What is a back-up goalie’s job during a game?

At the end of every bench in the NHL is a goalie sitting in full pads and a hat. What is his job during the game?

Friday’s game between the Washington Capitals and Florida Panthers was one of the rare games that featured four goalies. Braden Holtby and James Reimer started, but both were ultimately pulled in what was a high-scoring affair. In stepped Pheonix Copley and Michael Hutchinson.

And yet, despite being little more than an afterthought in the team’s preparation for the game, both Copley (one goal allowed on 19 shots, .947 save percentage) and Hutchinson (one goal allowed on 11 shots, .909 save percentage) stepped in and out-performed the starters giving both of their respective teams a chance to win the game.

“It's easier in some aspects,” Holtby said of coming into a game off the bench, something he has done at various points of his career despite being the primary starter for Washington. “I think that's why you see a lot of guys go in and have success right away and have good games because you don't have that day or two days to be getting rid of your thoughts and that kind of thing.”

At the end of every bench in the NHL is a goalie sitting in full pads and a hat. Every team dresses two goalies on the roster for a game. One starts and one sits on the bench as the backup in case he is needed because of injury or because a coach chooses to make a goalie switch. That backup is tasked with being ready at all times to step into the game knowing full well that, if all goes according to plan, he will not get to play at all.

◆ **Record list**
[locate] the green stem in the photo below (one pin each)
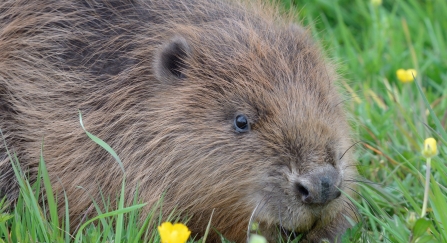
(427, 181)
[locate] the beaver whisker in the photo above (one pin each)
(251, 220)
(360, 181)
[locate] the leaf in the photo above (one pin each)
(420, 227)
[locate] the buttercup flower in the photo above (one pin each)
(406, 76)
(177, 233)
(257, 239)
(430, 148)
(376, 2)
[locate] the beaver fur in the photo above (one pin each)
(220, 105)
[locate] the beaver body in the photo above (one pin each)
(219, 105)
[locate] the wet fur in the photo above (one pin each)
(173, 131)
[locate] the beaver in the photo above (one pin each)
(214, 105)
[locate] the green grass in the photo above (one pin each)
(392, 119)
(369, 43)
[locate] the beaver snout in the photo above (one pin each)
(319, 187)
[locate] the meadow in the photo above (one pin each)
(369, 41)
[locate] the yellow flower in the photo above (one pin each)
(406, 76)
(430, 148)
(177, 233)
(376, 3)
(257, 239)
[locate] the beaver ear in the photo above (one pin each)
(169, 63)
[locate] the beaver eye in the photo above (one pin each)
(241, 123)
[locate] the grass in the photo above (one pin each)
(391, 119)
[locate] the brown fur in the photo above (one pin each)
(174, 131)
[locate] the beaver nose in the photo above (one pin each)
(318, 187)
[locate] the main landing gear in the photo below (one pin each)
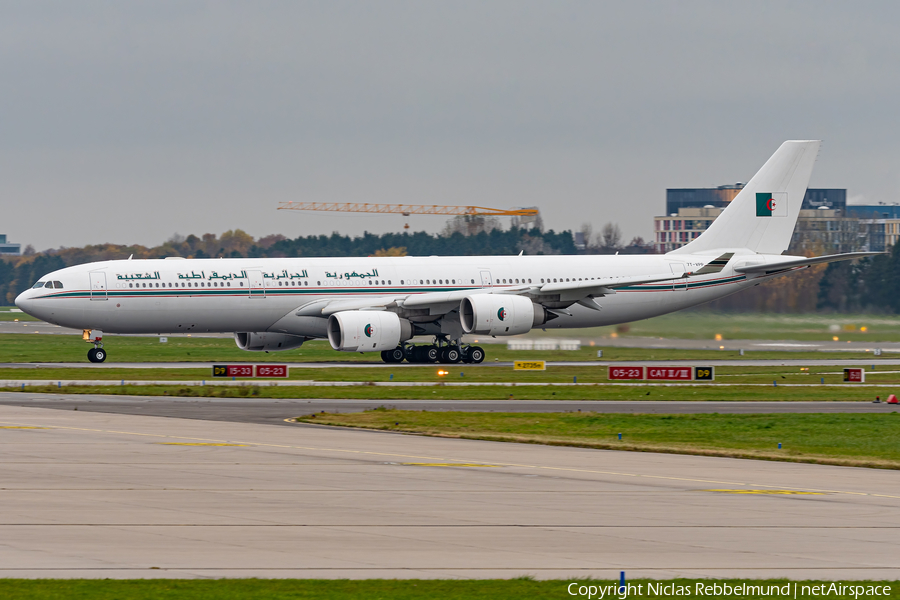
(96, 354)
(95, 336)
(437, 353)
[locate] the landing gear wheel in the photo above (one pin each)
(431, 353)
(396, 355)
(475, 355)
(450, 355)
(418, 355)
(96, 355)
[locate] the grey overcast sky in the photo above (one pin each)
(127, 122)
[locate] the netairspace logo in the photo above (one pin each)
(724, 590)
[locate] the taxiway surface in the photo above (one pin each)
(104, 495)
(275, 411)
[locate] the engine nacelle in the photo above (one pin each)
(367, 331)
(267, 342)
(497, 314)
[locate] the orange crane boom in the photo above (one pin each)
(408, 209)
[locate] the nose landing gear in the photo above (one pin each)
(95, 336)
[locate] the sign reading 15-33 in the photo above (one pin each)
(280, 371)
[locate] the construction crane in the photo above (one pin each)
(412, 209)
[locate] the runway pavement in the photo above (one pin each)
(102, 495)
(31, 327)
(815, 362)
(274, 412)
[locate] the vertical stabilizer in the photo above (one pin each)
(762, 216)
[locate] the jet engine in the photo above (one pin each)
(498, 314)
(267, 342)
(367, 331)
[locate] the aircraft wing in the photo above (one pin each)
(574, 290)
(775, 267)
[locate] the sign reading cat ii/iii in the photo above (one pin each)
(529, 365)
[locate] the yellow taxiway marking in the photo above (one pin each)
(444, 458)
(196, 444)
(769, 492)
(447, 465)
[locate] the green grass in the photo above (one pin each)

◆ **To do**
1. According to the backup goalie article, how many goalies does every NHL team dress for a game?
2. In the backup goalie article, why does Holtby think many goalies who come in off the bench have success right away?
Answer from the backup goalie article only.

◆ **Results of the exercise**
1. Two goalies.

2. Holtby says it is easier in some aspects because the goalie doesn't have a day or two beforehand to dwell on his thoughts. Without that time, players can go in and have good games right away.